⟨

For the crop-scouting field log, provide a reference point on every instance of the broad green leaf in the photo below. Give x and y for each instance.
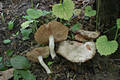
(77, 12)
(65, 10)
(26, 33)
(89, 11)
(118, 23)
(19, 62)
(10, 25)
(6, 41)
(26, 24)
(44, 13)
(50, 63)
(9, 52)
(24, 74)
(0, 59)
(34, 13)
(76, 27)
(106, 47)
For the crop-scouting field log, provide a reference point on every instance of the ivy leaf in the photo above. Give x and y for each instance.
(89, 11)
(106, 47)
(118, 23)
(19, 62)
(76, 27)
(65, 10)
(34, 13)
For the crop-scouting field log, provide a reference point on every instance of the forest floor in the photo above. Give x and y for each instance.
(98, 68)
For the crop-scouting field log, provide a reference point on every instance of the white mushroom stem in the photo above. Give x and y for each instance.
(51, 46)
(40, 58)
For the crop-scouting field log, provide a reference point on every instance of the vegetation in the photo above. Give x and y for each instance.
(65, 12)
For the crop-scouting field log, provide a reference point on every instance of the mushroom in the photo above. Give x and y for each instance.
(83, 35)
(77, 52)
(37, 55)
(49, 33)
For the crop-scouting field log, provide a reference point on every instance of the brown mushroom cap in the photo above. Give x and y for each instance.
(77, 52)
(58, 30)
(42, 51)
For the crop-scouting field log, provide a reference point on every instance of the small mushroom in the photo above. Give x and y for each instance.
(86, 35)
(52, 32)
(37, 55)
(77, 52)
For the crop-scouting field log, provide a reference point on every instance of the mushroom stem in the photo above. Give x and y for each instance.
(51, 46)
(40, 58)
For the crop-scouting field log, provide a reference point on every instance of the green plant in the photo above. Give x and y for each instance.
(2, 18)
(64, 10)
(0, 59)
(33, 15)
(89, 11)
(10, 25)
(9, 53)
(26, 33)
(19, 62)
(106, 47)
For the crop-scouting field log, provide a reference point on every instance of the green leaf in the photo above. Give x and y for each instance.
(118, 23)
(19, 62)
(77, 12)
(9, 53)
(44, 13)
(6, 41)
(24, 74)
(76, 27)
(10, 25)
(50, 63)
(0, 59)
(26, 24)
(106, 47)
(65, 10)
(89, 11)
(26, 33)
(34, 13)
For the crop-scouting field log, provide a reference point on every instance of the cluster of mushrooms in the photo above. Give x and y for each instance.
(74, 51)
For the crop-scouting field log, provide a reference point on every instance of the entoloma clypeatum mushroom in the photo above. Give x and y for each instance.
(77, 52)
(49, 33)
(37, 55)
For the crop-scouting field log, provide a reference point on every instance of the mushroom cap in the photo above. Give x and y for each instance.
(77, 52)
(58, 30)
(41, 51)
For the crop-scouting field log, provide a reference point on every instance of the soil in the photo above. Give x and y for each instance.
(98, 68)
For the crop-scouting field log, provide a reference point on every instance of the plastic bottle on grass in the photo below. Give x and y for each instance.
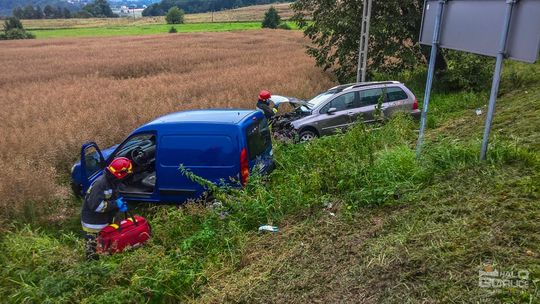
(268, 228)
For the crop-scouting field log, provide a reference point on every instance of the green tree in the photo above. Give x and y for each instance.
(393, 43)
(12, 23)
(175, 16)
(99, 9)
(49, 11)
(66, 13)
(18, 12)
(13, 29)
(38, 13)
(335, 33)
(29, 12)
(271, 18)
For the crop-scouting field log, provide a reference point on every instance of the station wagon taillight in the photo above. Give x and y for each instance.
(244, 166)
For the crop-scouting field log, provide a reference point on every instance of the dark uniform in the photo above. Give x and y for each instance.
(99, 209)
(265, 107)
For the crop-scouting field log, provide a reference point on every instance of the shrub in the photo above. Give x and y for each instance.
(12, 23)
(175, 16)
(17, 34)
(284, 26)
(271, 18)
(13, 29)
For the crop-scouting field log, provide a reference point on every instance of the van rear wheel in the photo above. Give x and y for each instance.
(307, 135)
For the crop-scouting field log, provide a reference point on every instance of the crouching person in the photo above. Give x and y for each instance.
(102, 202)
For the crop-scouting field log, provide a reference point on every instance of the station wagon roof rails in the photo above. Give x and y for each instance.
(366, 84)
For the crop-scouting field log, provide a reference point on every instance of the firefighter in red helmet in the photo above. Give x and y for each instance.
(103, 201)
(264, 104)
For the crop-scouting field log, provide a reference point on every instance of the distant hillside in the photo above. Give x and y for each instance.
(7, 6)
(201, 6)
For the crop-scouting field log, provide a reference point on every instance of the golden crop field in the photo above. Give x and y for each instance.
(250, 13)
(58, 93)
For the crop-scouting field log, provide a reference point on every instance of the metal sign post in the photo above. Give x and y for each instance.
(475, 26)
(431, 72)
(364, 42)
(497, 77)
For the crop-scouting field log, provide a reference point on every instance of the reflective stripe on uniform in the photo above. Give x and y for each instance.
(102, 206)
(93, 228)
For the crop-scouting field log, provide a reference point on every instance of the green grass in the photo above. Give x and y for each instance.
(137, 30)
(360, 220)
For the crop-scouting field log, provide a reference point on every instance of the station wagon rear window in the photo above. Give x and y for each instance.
(258, 138)
(395, 93)
(197, 150)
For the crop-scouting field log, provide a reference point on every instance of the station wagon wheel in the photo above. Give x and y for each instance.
(307, 135)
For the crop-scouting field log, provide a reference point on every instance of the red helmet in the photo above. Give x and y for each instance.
(264, 95)
(120, 167)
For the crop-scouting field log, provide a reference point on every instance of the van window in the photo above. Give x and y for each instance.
(258, 138)
(395, 93)
(197, 150)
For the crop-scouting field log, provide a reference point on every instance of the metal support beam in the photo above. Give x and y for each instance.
(431, 72)
(364, 42)
(496, 77)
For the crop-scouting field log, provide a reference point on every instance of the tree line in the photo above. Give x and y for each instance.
(333, 26)
(200, 6)
(96, 9)
(49, 12)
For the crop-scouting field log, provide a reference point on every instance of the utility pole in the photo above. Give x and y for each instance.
(364, 42)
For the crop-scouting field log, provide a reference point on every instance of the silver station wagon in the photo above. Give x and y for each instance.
(343, 105)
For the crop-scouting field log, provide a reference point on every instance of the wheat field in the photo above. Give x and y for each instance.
(58, 93)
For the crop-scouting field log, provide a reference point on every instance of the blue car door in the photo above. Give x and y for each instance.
(92, 164)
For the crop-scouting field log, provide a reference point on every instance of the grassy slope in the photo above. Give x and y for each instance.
(403, 231)
(430, 246)
(135, 30)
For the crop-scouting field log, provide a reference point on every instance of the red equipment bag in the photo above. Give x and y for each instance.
(130, 232)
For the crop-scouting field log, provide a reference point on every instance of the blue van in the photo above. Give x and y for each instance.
(222, 146)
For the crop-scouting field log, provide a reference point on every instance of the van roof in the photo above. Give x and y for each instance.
(223, 116)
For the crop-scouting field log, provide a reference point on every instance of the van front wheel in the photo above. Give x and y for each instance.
(307, 135)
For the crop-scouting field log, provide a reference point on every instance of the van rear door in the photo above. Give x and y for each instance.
(259, 146)
(213, 157)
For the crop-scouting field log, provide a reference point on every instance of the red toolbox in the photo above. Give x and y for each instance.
(131, 232)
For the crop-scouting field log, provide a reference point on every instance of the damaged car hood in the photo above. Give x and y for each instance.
(295, 102)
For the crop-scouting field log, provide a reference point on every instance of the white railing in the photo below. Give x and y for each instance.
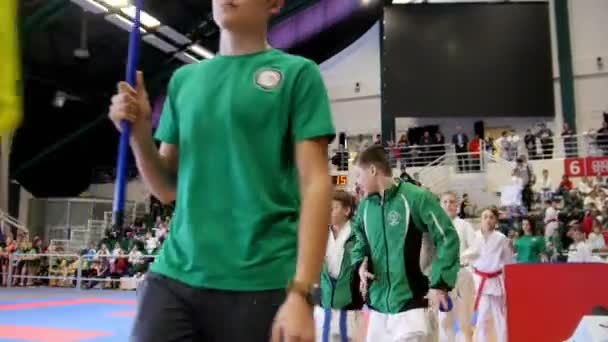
(65, 270)
(7, 222)
(559, 147)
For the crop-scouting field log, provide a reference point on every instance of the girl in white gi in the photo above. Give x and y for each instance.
(455, 324)
(338, 317)
(493, 252)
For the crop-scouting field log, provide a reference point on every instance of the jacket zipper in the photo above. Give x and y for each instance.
(388, 277)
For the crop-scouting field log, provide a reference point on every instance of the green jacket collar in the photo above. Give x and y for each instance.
(388, 193)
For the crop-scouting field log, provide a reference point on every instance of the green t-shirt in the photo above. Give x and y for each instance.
(529, 248)
(236, 121)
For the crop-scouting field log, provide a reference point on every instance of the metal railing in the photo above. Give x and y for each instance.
(399, 156)
(65, 270)
(509, 149)
(567, 146)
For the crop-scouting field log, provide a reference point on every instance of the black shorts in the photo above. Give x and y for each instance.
(168, 310)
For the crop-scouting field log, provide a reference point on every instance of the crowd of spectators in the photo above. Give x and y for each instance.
(538, 143)
(102, 264)
(571, 221)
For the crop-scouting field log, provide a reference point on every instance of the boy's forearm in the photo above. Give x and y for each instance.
(312, 230)
(154, 172)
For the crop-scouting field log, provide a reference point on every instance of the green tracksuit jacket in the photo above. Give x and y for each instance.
(342, 293)
(389, 232)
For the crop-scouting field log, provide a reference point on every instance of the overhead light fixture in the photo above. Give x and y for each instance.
(146, 19)
(186, 58)
(60, 98)
(159, 43)
(91, 6)
(123, 23)
(175, 36)
(201, 51)
(116, 3)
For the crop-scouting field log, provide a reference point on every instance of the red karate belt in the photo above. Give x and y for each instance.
(484, 276)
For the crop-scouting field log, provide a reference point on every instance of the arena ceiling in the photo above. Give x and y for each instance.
(72, 60)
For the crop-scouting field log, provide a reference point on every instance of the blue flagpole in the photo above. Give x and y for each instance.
(120, 187)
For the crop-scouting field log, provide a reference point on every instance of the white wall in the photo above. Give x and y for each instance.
(360, 112)
(589, 36)
(356, 112)
(136, 191)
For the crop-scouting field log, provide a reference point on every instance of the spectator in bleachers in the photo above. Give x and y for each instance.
(530, 143)
(151, 243)
(591, 213)
(9, 248)
(545, 186)
(425, 150)
(595, 239)
(362, 143)
(530, 246)
(602, 138)
(527, 179)
(116, 252)
(91, 252)
(565, 185)
(461, 143)
(136, 261)
(593, 198)
(546, 141)
(514, 142)
(599, 181)
(579, 251)
(378, 139)
(585, 186)
(439, 141)
(103, 253)
(100, 269)
(466, 209)
(403, 145)
(551, 218)
(340, 158)
(490, 148)
(570, 147)
(504, 146)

⟩

» EXERCISE REQUIREMENTS: Starting with the line that contains "the white wall", write out each line through the end of the listing, exactly as it appears, and include nothing else.

» REPLY:
For the crop-scouting field log, provide a reference point on every instance of the white wall in the photo above. Give x and y for each instance.
(360, 112)
(589, 36)
(356, 112)
(136, 191)
For the crop-scouting field log, provide a reference point on every instance of the spectator in bleachers in the photo above. Give x and y for each instance.
(530, 143)
(151, 243)
(591, 213)
(9, 248)
(545, 186)
(425, 150)
(595, 239)
(362, 143)
(530, 246)
(602, 138)
(527, 179)
(116, 252)
(91, 252)
(565, 185)
(461, 143)
(136, 261)
(593, 198)
(546, 141)
(514, 142)
(599, 181)
(579, 251)
(378, 139)
(585, 186)
(439, 141)
(103, 253)
(100, 269)
(466, 209)
(403, 145)
(551, 218)
(340, 158)
(490, 148)
(570, 147)
(504, 146)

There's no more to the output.